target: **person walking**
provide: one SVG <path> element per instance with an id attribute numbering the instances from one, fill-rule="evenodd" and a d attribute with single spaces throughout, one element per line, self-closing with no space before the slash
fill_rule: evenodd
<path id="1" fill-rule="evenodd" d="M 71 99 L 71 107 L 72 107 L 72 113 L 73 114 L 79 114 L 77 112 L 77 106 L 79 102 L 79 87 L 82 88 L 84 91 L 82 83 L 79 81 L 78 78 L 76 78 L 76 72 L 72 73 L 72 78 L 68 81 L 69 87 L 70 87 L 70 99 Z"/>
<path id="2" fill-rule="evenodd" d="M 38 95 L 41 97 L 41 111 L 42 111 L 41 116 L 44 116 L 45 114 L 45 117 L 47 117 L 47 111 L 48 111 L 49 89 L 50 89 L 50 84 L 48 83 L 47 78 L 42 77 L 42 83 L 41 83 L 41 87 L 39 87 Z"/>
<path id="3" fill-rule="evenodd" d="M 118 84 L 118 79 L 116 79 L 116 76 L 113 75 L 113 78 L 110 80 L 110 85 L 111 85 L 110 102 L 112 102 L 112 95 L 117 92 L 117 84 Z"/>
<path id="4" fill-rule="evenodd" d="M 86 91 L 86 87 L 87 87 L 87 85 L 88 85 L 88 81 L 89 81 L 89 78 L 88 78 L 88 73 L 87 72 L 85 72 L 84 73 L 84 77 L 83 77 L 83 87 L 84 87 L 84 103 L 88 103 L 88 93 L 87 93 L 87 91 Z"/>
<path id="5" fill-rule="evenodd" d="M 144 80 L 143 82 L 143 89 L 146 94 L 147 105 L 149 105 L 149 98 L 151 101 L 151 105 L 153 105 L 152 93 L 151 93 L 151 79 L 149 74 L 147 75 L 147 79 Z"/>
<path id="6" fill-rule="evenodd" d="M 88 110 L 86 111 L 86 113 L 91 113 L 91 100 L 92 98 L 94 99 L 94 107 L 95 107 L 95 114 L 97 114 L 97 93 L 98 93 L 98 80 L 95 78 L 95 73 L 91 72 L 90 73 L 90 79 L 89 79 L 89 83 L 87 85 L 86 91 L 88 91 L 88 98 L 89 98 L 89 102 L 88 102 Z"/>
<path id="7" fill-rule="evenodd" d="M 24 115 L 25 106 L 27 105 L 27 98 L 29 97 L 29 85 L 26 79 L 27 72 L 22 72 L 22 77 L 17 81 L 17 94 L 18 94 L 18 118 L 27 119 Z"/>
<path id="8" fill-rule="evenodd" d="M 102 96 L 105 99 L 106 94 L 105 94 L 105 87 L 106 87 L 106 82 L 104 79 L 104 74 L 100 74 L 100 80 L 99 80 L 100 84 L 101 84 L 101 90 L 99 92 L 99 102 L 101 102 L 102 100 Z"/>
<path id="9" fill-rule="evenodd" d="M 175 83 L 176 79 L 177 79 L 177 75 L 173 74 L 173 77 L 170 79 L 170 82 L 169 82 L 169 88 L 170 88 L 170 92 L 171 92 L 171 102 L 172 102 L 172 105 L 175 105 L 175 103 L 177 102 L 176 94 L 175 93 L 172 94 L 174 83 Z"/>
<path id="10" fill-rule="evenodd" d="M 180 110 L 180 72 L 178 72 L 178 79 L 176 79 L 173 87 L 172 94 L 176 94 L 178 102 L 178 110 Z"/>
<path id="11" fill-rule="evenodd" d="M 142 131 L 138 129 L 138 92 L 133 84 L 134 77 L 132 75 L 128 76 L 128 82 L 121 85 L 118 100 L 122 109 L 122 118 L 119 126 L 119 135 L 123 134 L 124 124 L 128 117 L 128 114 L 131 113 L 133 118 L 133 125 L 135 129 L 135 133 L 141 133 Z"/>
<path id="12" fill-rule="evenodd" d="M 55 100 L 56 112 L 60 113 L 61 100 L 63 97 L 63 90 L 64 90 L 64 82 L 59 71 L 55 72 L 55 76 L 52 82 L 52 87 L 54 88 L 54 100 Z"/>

┄┄┄┄┄┄┄┄┄┄┄┄┄┄┄┄┄┄┄┄

TASK DETAILS
Could you set down every line above exactly as written?

RESPONSE TO THIS EXERCISE
target: **person walking**
provide: one SVG <path> element per instance with an id attribute numbering the instances from one, fill-rule="evenodd" and a d attribute with single spaces throughout, one element per line, self-closing with no space before the slash
fill_rule: evenodd
<path id="1" fill-rule="evenodd" d="M 71 99 L 71 107 L 72 107 L 72 113 L 73 114 L 79 114 L 77 112 L 77 106 L 79 102 L 79 87 L 82 88 L 84 91 L 82 83 L 79 81 L 78 78 L 76 78 L 76 72 L 72 73 L 72 78 L 68 81 L 69 87 L 70 87 L 70 99 Z"/>
<path id="2" fill-rule="evenodd" d="M 38 95 L 41 97 L 41 111 L 42 111 L 41 116 L 44 116 L 45 114 L 45 117 L 47 117 L 47 111 L 48 111 L 49 89 L 50 89 L 50 84 L 48 83 L 47 78 L 42 77 L 42 83 L 41 83 L 41 87 L 39 87 Z"/>
<path id="3" fill-rule="evenodd" d="M 118 84 L 118 79 L 116 79 L 116 76 L 113 75 L 113 78 L 110 80 L 110 85 L 111 85 L 110 102 L 112 102 L 112 95 L 117 92 L 117 84 Z"/>
<path id="4" fill-rule="evenodd" d="M 86 91 L 86 87 L 87 87 L 87 85 L 88 85 L 88 81 L 89 81 L 89 78 L 88 78 L 88 73 L 87 72 L 85 72 L 84 73 L 84 77 L 83 77 L 83 87 L 84 87 L 84 103 L 88 103 L 88 93 L 87 93 L 87 91 Z"/>
<path id="5" fill-rule="evenodd" d="M 144 80 L 143 82 L 143 89 L 146 94 L 147 105 L 149 105 L 149 98 L 151 101 L 151 105 L 153 105 L 152 93 L 151 93 L 151 79 L 149 74 L 147 75 L 147 79 Z"/>
<path id="6" fill-rule="evenodd" d="M 88 110 L 86 111 L 86 113 L 91 113 L 91 100 L 92 98 L 94 99 L 94 107 L 95 107 L 95 114 L 97 114 L 97 93 L 98 93 L 98 80 L 95 78 L 95 73 L 91 72 L 90 73 L 90 79 L 89 79 L 89 83 L 87 85 L 86 91 L 88 91 L 88 98 L 89 98 L 89 102 L 88 102 Z"/>
<path id="7" fill-rule="evenodd" d="M 24 115 L 25 106 L 27 105 L 27 98 L 29 97 L 29 85 L 26 79 L 27 72 L 22 72 L 22 77 L 17 81 L 17 94 L 18 94 L 18 118 L 27 119 Z"/>
<path id="8" fill-rule="evenodd" d="M 102 96 L 105 99 L 106 94 L 105 94 L 105 87 L 106 87 L 106 82 L 104 79 L 104 74 L 100 74 L 100 80 L 99 80 L 100 84 L 101 84 L 101 90 L 99 92 L 99 102 L 101 102 L 102 100 Z"/>
<path id="9" fill-rule="evenodd" d="M 175 83 L 176 79 L 177 79 L 177 75 L 173 74 L 173 77 L 170 79 L 170 82 L 169 82 L 169 88 L 170 88 L 170 92 L 171 92 L 171 102 L 172 102 L 172 105 L 175 105 L 175 103 L 177 102 L 176 94 L 175 93 L 172 94 L 174 83 Z"/>
<path id="10" fill-rule="evenodd" d="M 180 110 L 180 72 L 178 72 L 178 79 L 176 79 L 173 87 L 172 94 L 176 94 L 178 102 L 178 110 Z"/>
<path id="11" fill-rule="evenodd" d="M 142 131 L 138 129 L 138 92 L 133 84 L 134 77 L 132 75 L 128 76 L 128 82 L 121 85 L 118 100 L 122 109 L 122 118 L 119 126 L 119 135 L 123 134 L 124 124 L 128 117 L 128 114 L 131 113 L 133 118 L 133 125 L 135 129 L 135 133 L 141 133 Z"/>
<path id="12" fill-rule="evenodd" d="M 55 100 L 56 112 L 60 113 L 61 100 L 63 97 L 63 90 L 64 90 L 64 82 L 59 71 L 55 72 L 55 76 L 52 82 L 52 87 L 54 88 L 54 100 Z"/>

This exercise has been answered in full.